Task goal:
Copy out the listing from its first line through the line that contains "<point>1084,681</point>", both ends included and the requests kept. Shift every answer point by adding 148 to each of its coordinates, leaving the coordinates in the requests unchanged.
☆ ☆ ☆ ☆
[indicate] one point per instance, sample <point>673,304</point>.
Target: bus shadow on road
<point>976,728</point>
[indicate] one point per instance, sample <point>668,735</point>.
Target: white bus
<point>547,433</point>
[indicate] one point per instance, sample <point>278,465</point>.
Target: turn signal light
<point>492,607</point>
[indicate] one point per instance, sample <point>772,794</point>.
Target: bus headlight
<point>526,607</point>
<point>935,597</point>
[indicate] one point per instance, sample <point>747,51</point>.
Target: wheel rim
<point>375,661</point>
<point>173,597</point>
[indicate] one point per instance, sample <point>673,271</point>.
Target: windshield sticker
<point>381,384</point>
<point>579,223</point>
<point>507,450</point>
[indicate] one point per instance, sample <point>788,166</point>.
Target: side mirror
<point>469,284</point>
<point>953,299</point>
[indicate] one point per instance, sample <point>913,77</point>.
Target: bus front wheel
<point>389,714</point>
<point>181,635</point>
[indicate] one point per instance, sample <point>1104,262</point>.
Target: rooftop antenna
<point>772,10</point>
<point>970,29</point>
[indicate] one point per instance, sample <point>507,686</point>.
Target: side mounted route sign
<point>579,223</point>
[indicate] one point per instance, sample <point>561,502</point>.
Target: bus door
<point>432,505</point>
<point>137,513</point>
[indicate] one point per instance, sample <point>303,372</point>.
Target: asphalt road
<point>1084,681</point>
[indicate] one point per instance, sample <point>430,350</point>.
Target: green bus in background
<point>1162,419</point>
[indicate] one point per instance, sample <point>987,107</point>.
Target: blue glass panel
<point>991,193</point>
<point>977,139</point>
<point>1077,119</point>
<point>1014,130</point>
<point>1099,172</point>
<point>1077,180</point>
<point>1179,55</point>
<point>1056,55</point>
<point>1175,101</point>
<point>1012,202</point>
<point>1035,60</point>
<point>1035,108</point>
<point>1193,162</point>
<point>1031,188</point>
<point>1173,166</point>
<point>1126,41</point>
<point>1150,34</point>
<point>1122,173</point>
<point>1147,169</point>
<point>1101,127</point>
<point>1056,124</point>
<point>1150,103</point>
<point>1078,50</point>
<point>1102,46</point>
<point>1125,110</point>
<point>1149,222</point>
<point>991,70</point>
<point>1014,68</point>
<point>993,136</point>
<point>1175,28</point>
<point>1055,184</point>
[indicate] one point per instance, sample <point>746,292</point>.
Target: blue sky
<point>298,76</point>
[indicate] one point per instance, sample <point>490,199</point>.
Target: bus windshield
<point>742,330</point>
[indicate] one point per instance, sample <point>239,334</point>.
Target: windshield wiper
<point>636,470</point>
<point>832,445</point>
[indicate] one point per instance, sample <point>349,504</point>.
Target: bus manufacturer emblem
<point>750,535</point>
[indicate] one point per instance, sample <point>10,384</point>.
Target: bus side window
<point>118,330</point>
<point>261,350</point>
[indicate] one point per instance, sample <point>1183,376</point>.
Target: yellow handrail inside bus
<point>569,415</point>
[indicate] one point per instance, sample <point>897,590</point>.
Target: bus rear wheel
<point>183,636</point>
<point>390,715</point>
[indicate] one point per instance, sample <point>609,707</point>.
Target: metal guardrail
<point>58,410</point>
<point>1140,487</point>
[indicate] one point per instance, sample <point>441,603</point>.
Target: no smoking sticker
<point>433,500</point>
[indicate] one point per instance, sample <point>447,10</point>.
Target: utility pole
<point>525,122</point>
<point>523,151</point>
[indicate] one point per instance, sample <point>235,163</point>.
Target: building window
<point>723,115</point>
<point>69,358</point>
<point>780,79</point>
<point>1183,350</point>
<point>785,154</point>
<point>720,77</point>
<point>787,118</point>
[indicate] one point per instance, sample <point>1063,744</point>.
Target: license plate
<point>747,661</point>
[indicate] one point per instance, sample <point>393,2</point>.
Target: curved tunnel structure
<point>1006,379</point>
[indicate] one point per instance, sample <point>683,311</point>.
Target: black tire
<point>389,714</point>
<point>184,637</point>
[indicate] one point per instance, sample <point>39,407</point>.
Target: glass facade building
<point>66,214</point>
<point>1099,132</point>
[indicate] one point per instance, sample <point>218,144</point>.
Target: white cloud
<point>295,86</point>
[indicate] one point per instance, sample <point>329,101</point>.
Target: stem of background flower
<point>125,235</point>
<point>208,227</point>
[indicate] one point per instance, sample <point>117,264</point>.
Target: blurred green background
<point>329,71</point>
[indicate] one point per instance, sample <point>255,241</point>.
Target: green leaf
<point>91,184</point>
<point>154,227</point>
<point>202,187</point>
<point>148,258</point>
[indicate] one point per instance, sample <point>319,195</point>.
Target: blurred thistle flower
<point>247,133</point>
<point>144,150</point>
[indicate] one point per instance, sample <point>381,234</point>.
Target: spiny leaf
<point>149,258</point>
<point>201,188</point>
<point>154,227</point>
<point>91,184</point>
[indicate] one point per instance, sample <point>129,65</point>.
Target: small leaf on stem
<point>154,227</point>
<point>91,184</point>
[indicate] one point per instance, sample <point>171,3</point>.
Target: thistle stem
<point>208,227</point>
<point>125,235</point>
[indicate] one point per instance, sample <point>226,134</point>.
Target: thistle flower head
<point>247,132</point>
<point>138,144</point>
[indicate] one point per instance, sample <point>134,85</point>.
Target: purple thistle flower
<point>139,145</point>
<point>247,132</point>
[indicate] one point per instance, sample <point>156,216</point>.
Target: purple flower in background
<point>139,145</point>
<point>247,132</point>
☆ ☆ ☆ ☆
Answer:
[indicate] one point per instance, sample <point>673,304</point>.
Target: bus shadow on road
<point>1124,876</point>
[indicate] one point per instance, sample <point>668,735</point>.
Target: white bus
<point>695,581</point>
[indicate] one point per instance, sample <point>278,465</point>.
Target: turn signal light
<point>640,755</point>
[indicate] one point per instance, sample <point>772,794</point>.
Target: bus headlight
<point>674,755</point>
<point>1083,745</point>
[indicate] one point per instance, sample <point>747,51</point>.
Target: wheel rim
<point>523,809</point>
<point>321,745</point>
[indicate] one point per instance, sample <point>673,271</point>.
Target: windshield sticker
<point>529,532</point>
<point>727,371</point>
<point>655,598</point>
[indicate] one point per instance, sample <point>788,166</point>.
Target: side mirror
<point>617,432</point>
<point>1101,447</point>
[indicate] one point per instance, sample <point>913,77</point>.
Target: bus front wheel
<point>537,862</point>
<point>329,783</point>
[indicate] one point per instance, sample <point>1104,262</point>.
Target: rooftop antenna
<point>920,158</point>
<point>1118,177</point>
[indicate] one point per instance, sample <point>507,686</point>.
Target: side mounted route sign
<point>727,371</point>
[indicate] one point per instance, sample <point>561,502</point>.
Target: bus door
<point>580,653</point>
<point>285,661</point>
[indicate] one point per instance, sample <point>303,372</point>.
Target: asphalt road
<point>1232,829</point>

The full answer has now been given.